[Source data]
· · ·

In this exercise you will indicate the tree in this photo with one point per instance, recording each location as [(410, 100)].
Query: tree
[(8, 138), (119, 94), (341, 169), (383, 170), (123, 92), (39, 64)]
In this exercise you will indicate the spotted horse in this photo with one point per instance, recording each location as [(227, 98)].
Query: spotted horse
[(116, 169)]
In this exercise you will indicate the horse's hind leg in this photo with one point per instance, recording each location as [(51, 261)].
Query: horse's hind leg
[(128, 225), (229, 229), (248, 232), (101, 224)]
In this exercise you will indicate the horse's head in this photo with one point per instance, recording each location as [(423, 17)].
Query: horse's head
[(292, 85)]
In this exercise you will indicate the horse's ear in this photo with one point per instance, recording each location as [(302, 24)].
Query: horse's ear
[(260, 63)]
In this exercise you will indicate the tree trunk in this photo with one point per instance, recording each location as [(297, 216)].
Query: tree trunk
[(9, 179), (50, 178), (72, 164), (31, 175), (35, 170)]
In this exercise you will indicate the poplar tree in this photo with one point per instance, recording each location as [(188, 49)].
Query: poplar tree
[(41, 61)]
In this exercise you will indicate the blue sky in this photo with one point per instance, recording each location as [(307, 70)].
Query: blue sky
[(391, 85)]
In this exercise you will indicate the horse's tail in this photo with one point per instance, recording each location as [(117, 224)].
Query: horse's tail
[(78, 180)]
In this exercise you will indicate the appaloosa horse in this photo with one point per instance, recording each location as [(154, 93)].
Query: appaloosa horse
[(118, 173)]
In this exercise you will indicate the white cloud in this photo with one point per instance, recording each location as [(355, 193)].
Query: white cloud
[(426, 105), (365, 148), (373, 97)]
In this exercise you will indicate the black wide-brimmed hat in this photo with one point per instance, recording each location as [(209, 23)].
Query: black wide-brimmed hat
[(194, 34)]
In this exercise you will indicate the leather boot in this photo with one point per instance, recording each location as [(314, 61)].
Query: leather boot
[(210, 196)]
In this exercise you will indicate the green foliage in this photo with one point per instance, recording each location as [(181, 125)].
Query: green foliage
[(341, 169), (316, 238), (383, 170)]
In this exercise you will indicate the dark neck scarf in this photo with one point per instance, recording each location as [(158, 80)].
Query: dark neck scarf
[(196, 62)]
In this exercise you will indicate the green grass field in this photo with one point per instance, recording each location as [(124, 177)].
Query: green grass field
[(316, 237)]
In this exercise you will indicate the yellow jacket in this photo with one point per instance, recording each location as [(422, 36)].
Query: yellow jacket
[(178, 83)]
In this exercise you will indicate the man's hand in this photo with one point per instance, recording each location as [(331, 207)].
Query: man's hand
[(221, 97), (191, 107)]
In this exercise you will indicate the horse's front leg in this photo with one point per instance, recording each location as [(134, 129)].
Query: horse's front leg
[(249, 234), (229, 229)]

· · ·

*What the exercise asks*:
Return the line that contains "Query: appaloosa horse", along with every line after it in the data above, exactly and with nothing else.

*Output of the task*:
Query: appaloosa horse
[(118, 173)]
In this exercise you will indicate the white cloud in this photo with one point per instance, recording each location as [(355, 193)].
Query: white cloud
[(426, 105), (365, 148), (373, 97)]
In this exercise you will indicate the black wide-brimmed hat in this photo with one point per instance, recording each location as [(209, 23)].
Query: black wide-brimmed hat
[(194, 34)]
In this exercise you will indicate the leather boot in this photo with one point per instance, recording each location as [(314, 61)].
Query: leather boot
[(210, 196)]
In this exercise you will indicate the green foliage in this photo with one point per instance, recording each location as [(181, 125)].
Query: green foliage
[(341, 169), (316, 238), (383, 170)]
In this exercise you will indicate the dark neck scarf in this photo with one point per instance, recording each location as [(158, 80)].
Query: dark neck scarf
[(196, 62)]
In this exercise you will indicate the green grass field in this photo with one point per instance, recording each location as [(124, 177)].
Query: green grass field
[(316, 237)]
In this exercise you will indicate the yellow jacket in this photo with one point per instance, recording each location as [(422, 36)].
Query: yellow jacket
[(178, 83)]
In this exercise you will indicate the man's hand in this photo with one point per instance, recording each location as [(331, 207)].
Query: man's hand
[(221, 97), (191, 107)]
In this exercise you will indicate the horse's front leg in this photo with one point per instance, recording each location as [(134, 129)].
Query: horse's front leg
[(249, 234), (229, 229)]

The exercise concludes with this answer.